**Problem statement:** Output every line of the listing as it stands.

**Provided records:**
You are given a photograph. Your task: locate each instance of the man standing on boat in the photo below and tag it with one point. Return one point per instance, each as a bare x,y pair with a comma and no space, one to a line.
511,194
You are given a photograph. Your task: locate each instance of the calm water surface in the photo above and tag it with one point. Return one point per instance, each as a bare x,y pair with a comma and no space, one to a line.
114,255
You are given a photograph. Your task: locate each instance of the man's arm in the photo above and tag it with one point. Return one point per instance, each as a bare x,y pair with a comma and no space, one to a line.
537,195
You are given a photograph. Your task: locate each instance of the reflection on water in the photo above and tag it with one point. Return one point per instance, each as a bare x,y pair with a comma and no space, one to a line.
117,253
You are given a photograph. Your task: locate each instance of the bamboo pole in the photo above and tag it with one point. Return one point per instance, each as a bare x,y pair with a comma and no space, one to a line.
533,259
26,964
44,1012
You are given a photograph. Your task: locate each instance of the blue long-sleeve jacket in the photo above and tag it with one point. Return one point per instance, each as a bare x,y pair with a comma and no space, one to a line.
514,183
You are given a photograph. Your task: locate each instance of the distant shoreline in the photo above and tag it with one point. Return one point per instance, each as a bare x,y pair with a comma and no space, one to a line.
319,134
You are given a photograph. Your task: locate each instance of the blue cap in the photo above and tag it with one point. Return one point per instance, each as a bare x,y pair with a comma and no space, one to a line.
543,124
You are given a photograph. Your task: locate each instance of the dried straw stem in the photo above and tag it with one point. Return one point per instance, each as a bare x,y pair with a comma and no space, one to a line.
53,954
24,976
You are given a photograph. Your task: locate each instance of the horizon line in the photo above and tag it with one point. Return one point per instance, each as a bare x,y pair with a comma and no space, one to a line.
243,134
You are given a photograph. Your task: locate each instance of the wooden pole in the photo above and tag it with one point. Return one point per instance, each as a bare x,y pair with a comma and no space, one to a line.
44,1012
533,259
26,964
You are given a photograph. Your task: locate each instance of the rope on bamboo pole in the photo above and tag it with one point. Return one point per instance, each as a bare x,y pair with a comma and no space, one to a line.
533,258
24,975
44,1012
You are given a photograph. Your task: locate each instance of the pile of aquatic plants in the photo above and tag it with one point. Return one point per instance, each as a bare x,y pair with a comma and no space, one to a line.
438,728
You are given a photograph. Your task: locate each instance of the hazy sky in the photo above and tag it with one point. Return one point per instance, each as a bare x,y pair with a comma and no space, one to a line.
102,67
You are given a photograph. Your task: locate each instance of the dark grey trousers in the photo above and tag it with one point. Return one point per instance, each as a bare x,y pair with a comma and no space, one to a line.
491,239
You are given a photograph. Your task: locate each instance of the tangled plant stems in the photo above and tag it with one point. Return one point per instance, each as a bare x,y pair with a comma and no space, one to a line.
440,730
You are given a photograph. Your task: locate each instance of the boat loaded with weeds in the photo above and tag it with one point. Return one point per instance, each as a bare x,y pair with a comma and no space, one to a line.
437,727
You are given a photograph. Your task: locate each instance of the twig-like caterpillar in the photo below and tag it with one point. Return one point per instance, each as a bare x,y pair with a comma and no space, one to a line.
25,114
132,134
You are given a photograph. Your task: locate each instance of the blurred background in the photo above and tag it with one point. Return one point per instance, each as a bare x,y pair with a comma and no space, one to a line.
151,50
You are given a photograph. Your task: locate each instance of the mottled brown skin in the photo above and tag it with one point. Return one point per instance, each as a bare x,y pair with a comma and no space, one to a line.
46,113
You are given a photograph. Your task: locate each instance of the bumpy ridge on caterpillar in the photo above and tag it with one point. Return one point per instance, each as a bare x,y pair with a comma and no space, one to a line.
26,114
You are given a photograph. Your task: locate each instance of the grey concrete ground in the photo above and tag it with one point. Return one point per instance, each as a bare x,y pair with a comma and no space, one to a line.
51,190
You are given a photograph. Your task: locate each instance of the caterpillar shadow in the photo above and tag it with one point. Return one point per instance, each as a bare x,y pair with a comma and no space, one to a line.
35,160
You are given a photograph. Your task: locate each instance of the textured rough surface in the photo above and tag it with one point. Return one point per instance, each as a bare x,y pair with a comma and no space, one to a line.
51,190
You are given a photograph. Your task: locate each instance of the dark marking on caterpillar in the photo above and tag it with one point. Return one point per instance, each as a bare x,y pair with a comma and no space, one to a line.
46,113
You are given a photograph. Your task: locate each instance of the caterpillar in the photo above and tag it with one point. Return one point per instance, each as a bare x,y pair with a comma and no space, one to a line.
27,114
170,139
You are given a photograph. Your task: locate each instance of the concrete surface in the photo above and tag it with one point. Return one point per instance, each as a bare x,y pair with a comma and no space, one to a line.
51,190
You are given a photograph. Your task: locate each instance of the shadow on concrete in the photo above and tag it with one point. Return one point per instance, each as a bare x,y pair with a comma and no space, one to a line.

**Solution for this exercise:**
You are given a photograph. Your task: locate each instance of the man standing on boat in the photo below and tag it with one point. Return one point per instance, each as a bare x,y pair with a comma and no space, one to a line.
511,194
You are given a photograph. Your task: locate each instance of the calm water surface in the photo above and tag it with one point. Return one point per instance, each as a bare x,y pair with a comma and no space, one to a line.
114,255
You are given a photograph. Your task: locate each instance of the man's arm in the photo above and tag it with one point. Return one point per instance, each as a bare x,y pair with a comma and no space, one to a line.
537,195
You are given a photograph. Your task: locate each instance of the reflection on water in the photo above and tag it with one point. Return one point per instance, each as a bare x,y pair with a comma and no space, one to a line.
117,253
You are given a photograph. Your task: locate each instance of the bamboo pole in the photo above and tag it with one point. Return one point per instance, each as a bare x,y pair with a comma and no space, one to a line.
533,259
26,964
44,1012
You are given a photograph. Your task: locate each instance of the blue long-sleeve jacket in the photo above and tag it with one point. Return one point per instance, each as a bare x,y pair with a comma and no space, one to a line.
514,183
You are given a photograph. Your task: locate each instance of the distant shoreline in the photo above and tag it with one point. Return one point per instance, each as a bare x,y pair with a comma and no space, one to a line.
319,134
You are given a photograph. Your task: locate each instance of the blue cap in the photo above and tag it with one point. Return one point per instance, each as a bare x,y pair with a comma and no space, one to a line.
543,124
You are given a photograph. Your task: locate each instance of the dried straw stem in the photo above and tag it with one point. Return one point per instance, each as a bare x,y pair with a comma and no space, one to a line.
53,954
24,976
You are given a photograph. Your task: locate each instance of the horizon line in the photo above and tag it with one point. Return one point per instance, each as a bare x,y pair with a comma and no space, one to a line.
243,134
You are given a photograph. Your task: locate each instance of the wooden pole in the photo above and tag it with one point. Return one point per instance, each as a bare x,y pair with a comma and no space, one to a line.
44,1012
533,259
26,964
You are given a photograph. Your task: locate each instance of the rope on bamboo pole in the photo above and tag it with one point. Return one point per instance, each as a bare x,y pair with a comma and no space, one to a line.
533,258
24,975
44,1012
You are given a photograph. Your task: locate each instance of the pile of aquatic plants in the photo above and tag it with one point. Return one point per instance, each as a bare x,y pair with a comma and no space, one to a line.
438,728
You are given a photograph. Your task: locate each instance of the hazy sky in the photo above and tag it with one point. Return one point per instance, each as a bare x,y pair with a comma and no space, one to a line.
102,67
You are given a photograph. Your task: locate each instance of the dark grey trousers in the photo above and tag it with one point. Return one point per instance, each as a bare x,y pair with a comma and no space, one to a line.
491,239
You are given a photograph. Your task: locate each instance of the tangled plant stems in the photo above and tag it with one point. Return one point per instance, each as a bare x,y pair with a comma and no space, one to a line.
440,730
You are given a photograph. Your task: locate each instance of the boat loaded with weeds in the photo above and tag it with one point. Return one point per instance, each as a bare x,y pair with a comma and no space, one to a line.
437,727
You are given a photograph. Your task: locate each instance of the twig-like caterpillar in the photo below and tag it with one point. Return one point per instance, each as a bare x,y pair with a comma and no space, one to a line.
25,114
132,134
You are given a photograph. Your task: locate each instance of the blurred background in the photo above and tag it with one point. Return one point per instance, each as a bare x,y pair with a comma and no space, one to a line.
151,50
You are given a photograph. Your task: locate each instance of the mottled brown skin in the photo above and tag it with one point. Return one point per instance, each as a bare x,y pair with a comma and no space, one to a line.
46,113
You are given a photograph. Your task: locate each instance of the bumpy ridge on caterpillar in the photo above and tag it with one point. Return one point per instance, each as a bare x,y pair with a comma and no space, one to a line.
26,114
You are given a photograph. Your task: locate each instance of the grey concrete ground in the photo above and tag it with one point. Return one point per instance, each as a bare x,y pair with a comma and no space, one to a line.
51,190
You are given a photograph. Your task: locate each instance of the caterpillar shadow in the photo above and tag it with one point. Return one point per instance, each as a bare x,y pair with a comma and no space, one to a line.
35,160
You are given a photograph. Your task: locate each instance of the textured rough surface in the photo above and tag it with one point. Return one point per instance, each as a bare x,y pair with a comma and no space, one to a line.
51,190
You are given a photograph. Your task: locate each instance of the dark marking on caterpillar in the photo above and tag it with one point. Return one point per instance, each as a bare x,y pair with a comma and no space, one to a line.
46,113
You are given a photograph. Your task: locate each instance of the caterpillar in the photo above and tag it with one point. Return one point per instance, each as a bare x,y pair with a comma and no space, one to a line.
27,114
170,139
You are given a photograph. Your task: locate each instance of the concrete surface in the photo above and tag it with one point. Return one point per instance, each as a bare x,y pair with a comma and no space, one to a line.
51,190
You are given a photograph. Your task: locate each instance of the shadow on concrete in the photo above and tag it with one point. Return one point per instance, each as a bare x,y pair with a comma and no space, one to a line.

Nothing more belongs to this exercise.